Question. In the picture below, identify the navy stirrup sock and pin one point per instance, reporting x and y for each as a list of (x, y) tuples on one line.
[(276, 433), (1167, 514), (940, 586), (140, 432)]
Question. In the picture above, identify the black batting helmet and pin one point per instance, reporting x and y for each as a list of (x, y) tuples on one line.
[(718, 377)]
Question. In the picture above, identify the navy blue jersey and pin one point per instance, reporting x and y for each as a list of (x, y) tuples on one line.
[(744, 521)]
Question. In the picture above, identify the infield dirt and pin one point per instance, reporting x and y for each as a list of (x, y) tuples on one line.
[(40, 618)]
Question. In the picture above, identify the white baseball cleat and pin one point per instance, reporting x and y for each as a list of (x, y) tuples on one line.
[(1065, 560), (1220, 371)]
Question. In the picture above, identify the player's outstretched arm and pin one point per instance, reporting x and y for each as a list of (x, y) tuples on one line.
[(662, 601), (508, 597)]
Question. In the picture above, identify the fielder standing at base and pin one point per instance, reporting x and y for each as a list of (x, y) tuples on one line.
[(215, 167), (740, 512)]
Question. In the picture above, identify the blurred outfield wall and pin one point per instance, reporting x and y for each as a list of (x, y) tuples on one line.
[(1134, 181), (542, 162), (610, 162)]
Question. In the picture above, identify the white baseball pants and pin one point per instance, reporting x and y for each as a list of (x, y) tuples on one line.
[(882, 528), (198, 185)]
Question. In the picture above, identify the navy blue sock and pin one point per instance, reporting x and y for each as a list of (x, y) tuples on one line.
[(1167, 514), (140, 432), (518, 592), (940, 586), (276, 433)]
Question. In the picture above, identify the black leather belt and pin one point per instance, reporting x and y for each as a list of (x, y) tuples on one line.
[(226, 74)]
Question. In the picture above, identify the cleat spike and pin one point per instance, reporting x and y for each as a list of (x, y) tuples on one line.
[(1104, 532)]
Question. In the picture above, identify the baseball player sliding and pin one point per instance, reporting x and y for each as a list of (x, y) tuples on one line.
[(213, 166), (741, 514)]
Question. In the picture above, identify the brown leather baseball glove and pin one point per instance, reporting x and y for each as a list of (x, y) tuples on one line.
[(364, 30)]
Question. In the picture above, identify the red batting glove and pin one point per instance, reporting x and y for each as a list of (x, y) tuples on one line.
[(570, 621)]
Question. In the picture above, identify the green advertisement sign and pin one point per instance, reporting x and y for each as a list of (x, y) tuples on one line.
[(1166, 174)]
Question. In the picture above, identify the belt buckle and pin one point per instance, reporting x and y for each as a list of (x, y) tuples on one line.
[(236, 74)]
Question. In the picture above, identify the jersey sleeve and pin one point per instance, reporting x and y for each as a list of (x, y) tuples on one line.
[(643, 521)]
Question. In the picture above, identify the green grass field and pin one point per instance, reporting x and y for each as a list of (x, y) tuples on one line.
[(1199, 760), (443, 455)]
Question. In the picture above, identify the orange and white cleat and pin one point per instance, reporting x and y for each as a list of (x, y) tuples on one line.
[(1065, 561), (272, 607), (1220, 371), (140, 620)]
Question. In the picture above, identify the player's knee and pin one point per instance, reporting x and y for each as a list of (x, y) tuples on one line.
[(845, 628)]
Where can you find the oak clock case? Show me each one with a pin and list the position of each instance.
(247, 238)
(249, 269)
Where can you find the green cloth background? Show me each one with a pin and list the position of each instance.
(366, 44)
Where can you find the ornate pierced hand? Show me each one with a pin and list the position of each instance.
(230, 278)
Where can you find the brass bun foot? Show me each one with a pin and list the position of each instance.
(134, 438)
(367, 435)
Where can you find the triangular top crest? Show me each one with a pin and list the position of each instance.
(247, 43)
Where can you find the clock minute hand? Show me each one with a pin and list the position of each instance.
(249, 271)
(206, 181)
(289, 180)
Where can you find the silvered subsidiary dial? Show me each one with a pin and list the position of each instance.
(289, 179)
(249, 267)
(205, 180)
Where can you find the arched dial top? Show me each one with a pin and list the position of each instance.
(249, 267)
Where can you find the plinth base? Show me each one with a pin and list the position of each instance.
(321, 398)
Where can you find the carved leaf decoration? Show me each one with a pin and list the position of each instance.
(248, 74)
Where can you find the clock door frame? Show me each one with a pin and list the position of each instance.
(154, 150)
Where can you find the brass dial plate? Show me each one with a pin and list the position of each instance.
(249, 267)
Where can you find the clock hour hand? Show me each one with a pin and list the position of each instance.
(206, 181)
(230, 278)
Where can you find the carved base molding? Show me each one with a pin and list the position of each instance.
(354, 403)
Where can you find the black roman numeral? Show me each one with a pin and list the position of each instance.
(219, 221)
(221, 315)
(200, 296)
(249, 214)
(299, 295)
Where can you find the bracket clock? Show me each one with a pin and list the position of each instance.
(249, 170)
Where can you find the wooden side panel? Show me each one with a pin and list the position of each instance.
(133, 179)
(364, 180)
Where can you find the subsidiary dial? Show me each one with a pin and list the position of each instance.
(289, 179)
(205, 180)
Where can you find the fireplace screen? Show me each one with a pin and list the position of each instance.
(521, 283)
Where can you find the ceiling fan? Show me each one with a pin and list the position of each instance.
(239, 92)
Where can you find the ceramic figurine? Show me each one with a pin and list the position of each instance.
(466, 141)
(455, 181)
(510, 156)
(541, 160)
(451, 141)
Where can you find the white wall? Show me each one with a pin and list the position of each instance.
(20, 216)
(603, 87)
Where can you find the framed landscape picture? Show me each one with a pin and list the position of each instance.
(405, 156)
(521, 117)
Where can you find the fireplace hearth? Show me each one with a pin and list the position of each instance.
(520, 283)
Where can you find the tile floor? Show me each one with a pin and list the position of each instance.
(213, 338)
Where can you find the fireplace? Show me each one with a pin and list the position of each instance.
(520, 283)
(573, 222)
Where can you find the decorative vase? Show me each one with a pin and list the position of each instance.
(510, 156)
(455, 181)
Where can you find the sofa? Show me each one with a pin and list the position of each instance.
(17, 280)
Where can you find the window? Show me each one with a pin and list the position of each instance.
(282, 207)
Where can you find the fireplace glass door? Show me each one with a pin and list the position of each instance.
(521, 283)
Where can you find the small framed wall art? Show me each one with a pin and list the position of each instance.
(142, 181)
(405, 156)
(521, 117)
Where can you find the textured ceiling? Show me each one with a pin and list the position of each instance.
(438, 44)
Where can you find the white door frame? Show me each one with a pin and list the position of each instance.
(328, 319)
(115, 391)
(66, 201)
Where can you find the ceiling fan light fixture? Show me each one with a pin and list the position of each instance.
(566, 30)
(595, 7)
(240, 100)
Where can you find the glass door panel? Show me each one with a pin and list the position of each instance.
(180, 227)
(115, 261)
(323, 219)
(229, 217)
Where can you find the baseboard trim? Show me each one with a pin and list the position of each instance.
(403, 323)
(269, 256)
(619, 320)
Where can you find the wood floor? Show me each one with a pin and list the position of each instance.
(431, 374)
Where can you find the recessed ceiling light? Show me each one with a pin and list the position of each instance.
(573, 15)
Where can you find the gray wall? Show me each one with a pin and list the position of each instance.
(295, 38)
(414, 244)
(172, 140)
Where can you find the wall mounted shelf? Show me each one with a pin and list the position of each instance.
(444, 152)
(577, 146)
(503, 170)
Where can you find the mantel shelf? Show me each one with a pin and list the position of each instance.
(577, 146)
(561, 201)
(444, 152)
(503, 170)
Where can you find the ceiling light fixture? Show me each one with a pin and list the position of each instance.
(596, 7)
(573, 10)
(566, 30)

+===+

WHAT YOU NEED TO DO
Print the items verbatim, from the first line of the items through the line containing "[(40, 618)]", both lines included.

EXERCISE ANSWER
Question. In the picture below, identify the navy stirrup sock and pin one point per instance, reporting x and y for each as a list of (x, y) tuples on one line.
[(276, 433), (1167, 514), (940, 586), (140, 432)]
Question. In the picture above, identify the black batting helmet and pin one point per instance, reporting x and y for each as a list of (x, y) tuples on one line.
[(718, 377)]
Question. In the picture above, identify the navy blue jersey and pin one point per instance, reporting x and y for each as a list of (x, y) tuples on one line.
[(744, 521)]
Question. In the picture above, identify the infield dirt and pin one point per instance, reporting x and y for each as a list of (x, y) tuples on one line.
[(40, 618)]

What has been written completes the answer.